▸ Direction
Only the lines from the one containing "For the evaluation, point out each instance of the white runway" through the end of the material are to be echoed, each exactly as it appears.

[Point annotation dataset records]
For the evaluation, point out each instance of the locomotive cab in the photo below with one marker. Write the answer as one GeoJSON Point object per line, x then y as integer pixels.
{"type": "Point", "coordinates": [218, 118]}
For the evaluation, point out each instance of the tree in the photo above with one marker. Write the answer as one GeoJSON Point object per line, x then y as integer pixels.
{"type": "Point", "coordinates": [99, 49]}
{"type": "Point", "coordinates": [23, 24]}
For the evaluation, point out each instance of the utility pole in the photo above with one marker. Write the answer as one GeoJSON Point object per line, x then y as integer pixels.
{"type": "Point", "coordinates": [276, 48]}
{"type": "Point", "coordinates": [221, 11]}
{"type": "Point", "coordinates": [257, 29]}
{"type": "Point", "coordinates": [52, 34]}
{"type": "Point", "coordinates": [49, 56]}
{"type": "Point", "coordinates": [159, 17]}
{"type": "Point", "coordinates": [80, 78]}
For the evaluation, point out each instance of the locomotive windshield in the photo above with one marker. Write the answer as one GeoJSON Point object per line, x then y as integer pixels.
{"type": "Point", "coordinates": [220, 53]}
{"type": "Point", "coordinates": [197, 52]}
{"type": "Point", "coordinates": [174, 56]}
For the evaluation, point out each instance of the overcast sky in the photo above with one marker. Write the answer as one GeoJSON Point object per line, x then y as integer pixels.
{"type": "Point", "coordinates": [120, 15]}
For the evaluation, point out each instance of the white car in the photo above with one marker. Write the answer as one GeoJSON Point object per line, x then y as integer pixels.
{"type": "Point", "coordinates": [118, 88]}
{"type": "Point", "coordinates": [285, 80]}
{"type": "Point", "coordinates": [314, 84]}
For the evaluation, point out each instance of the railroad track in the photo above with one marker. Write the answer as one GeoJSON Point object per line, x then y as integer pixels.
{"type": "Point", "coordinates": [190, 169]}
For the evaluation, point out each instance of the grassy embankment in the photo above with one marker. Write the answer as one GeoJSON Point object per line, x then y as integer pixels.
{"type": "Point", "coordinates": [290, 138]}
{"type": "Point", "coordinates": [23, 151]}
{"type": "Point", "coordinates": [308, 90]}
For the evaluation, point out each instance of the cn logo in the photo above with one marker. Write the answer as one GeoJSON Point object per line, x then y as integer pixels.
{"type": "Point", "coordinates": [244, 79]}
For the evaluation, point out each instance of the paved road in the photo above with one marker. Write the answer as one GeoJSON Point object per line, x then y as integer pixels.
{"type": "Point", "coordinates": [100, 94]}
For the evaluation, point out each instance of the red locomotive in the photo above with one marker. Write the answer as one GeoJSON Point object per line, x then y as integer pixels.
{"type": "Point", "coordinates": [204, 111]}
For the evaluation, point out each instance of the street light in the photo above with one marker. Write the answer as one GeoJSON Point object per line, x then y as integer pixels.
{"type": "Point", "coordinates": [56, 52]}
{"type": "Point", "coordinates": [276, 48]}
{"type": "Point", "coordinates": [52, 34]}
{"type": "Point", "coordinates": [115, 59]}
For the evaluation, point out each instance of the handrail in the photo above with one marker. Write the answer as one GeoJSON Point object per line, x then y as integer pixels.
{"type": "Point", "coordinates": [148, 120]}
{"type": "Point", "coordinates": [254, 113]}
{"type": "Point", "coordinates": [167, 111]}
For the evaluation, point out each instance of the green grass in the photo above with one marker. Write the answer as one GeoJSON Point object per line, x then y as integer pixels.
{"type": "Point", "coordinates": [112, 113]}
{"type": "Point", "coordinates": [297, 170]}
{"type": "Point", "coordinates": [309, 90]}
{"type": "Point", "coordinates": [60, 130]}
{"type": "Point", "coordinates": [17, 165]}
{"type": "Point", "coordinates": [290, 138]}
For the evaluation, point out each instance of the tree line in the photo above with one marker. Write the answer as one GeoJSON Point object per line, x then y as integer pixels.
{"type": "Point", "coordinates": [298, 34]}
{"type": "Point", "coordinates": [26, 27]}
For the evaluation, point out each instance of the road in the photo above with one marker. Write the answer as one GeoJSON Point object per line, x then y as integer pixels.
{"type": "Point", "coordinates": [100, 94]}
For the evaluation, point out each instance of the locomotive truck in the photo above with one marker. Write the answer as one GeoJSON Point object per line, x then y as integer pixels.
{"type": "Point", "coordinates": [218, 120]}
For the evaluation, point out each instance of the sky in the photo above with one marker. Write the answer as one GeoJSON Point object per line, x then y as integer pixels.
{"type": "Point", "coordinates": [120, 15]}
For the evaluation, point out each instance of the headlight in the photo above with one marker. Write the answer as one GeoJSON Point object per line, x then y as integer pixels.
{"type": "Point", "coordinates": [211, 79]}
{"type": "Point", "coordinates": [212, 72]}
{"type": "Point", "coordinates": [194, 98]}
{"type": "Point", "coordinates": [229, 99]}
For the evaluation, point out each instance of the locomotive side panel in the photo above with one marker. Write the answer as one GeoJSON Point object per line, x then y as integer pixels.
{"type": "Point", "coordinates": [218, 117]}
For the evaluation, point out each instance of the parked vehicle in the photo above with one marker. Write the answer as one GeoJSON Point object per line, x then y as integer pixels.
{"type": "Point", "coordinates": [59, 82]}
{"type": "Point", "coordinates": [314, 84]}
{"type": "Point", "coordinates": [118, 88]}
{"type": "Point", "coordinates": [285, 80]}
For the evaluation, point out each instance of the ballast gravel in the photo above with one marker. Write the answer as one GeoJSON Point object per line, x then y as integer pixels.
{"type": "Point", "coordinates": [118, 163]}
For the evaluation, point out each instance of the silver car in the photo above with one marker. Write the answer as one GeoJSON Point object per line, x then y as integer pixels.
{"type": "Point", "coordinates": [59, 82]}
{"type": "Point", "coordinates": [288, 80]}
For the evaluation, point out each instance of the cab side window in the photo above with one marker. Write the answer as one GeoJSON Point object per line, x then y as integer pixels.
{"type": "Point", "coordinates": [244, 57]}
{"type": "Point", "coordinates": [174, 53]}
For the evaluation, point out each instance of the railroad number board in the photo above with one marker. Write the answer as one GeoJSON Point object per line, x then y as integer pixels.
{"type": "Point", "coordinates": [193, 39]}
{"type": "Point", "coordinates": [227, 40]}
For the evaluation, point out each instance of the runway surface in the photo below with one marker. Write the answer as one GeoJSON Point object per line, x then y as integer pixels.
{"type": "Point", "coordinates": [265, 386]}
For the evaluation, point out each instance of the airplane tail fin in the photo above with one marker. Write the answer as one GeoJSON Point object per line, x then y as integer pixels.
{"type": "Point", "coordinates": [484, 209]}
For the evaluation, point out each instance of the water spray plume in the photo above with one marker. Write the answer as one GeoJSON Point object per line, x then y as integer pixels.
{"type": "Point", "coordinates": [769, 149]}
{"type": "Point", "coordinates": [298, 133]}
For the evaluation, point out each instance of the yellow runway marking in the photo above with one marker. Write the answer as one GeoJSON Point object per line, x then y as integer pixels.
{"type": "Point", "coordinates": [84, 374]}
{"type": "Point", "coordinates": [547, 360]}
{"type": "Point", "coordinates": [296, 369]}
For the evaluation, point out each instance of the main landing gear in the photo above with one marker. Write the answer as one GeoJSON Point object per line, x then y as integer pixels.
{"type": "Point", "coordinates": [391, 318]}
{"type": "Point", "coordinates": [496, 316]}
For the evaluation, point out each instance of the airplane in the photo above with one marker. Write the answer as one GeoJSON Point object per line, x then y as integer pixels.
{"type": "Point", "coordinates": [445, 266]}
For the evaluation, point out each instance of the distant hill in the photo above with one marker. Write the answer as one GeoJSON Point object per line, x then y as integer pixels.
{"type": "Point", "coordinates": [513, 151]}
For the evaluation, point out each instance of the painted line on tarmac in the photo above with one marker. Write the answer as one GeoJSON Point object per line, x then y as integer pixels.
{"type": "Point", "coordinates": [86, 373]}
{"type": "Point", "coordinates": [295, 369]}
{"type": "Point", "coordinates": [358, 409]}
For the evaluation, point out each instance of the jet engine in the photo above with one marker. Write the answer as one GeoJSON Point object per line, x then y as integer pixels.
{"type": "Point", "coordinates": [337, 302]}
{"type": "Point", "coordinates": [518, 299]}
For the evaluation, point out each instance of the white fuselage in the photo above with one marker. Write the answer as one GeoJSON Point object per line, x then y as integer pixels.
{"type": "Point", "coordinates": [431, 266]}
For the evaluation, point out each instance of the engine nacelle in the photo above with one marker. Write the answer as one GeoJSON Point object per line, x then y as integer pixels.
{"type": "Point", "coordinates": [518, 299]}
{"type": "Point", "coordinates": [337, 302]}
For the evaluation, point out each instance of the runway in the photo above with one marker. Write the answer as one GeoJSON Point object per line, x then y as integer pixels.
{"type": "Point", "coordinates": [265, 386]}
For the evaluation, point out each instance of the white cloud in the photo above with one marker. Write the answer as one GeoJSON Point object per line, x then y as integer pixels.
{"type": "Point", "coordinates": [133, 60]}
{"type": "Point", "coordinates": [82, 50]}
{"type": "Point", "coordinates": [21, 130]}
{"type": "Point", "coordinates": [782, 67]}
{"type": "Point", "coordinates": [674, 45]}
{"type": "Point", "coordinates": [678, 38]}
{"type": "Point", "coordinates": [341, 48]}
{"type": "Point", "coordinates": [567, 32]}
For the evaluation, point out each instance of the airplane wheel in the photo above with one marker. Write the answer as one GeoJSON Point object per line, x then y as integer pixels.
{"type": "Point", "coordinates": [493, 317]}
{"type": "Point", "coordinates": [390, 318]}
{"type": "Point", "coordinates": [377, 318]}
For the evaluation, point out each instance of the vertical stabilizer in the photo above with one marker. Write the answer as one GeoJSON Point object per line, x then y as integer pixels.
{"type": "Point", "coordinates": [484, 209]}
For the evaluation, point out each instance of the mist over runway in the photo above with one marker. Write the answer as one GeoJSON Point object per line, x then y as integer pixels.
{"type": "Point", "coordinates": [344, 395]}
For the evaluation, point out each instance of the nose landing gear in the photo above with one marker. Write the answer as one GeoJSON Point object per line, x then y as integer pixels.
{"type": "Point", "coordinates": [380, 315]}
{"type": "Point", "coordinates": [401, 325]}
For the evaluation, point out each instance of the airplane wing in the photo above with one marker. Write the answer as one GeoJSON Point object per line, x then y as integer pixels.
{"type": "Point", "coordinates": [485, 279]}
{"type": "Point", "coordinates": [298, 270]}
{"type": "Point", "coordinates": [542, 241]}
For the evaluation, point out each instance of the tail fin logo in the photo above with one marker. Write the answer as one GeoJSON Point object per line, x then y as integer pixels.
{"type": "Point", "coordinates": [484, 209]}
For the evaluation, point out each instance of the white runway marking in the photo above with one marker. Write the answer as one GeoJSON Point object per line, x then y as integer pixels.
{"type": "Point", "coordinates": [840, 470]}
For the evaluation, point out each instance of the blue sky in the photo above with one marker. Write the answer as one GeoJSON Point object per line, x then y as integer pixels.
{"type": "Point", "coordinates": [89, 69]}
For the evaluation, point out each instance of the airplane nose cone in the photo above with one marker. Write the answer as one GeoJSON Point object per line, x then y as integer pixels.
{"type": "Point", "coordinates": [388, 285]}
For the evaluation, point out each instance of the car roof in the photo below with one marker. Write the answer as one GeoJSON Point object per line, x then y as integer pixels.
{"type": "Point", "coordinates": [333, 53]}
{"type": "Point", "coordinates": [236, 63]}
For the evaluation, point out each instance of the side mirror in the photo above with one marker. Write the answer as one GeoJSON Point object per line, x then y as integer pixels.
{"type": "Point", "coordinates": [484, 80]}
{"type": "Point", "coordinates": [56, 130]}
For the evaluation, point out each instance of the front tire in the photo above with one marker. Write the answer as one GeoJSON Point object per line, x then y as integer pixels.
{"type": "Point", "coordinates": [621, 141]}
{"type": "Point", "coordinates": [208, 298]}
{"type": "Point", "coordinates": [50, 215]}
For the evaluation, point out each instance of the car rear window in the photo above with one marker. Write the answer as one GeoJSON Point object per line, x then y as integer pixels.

▸ Reply
For the evaluation, point out each instance of the white runway marking in the photo above with one marker. Write the answer as one GeoJSON Point object per line, x then y as integer pixels.
{"type": "Point", "coordinates": [840, 470]}
For the evaluation, point out each instance of the blue sky in the photo above with one marker. Write the answer as one GeoJSON Point object per line, x then y as integer pixels.
{"type": "Point", "coordinates": [89, 69]}
For the evaluation, point out each instance of the airplane nose cone in the photo above with one marker. Write the answer as one GeoJSON Point object per line, x then y as integer pixels.
{"type": "Point", "coordinates": [388, 285]}
For the evaluation, point out each instance of the car roof in the photo below with one marker. Write the answer as one GeoJSON Point object per line, x then y as integer pixels.
{"type": "Point", "coordinates": [333, 53]}
{"type": "Point", "coordinates": [236, 63]}
For the evaluation, point out each instance of the side mirror in the photo above with one marker. Write the answer as one GeoJSON Point object per line, x then y as integer pixels.
{"type": "Point", "coordinates": [484, 80]}
{"type": "Point", "coordinates": [56, 130]}
For the evaluation, point out each instance of the front tire in the photo above with one marker. Write the answer as one GeoJSON Point object per line, x then y as integer pixels.
{"type": "Point", "coordinates": [621, 141]}
{"type": "Point", "coordinates": [208, 298]}
{"type": "Point", "coordinates": [50, 215]}
For the evaluation, point out each instance of the car rear window in the photo above with one marker. Write the answer as one GeoJSON Point object per line, x then y as integer pixels.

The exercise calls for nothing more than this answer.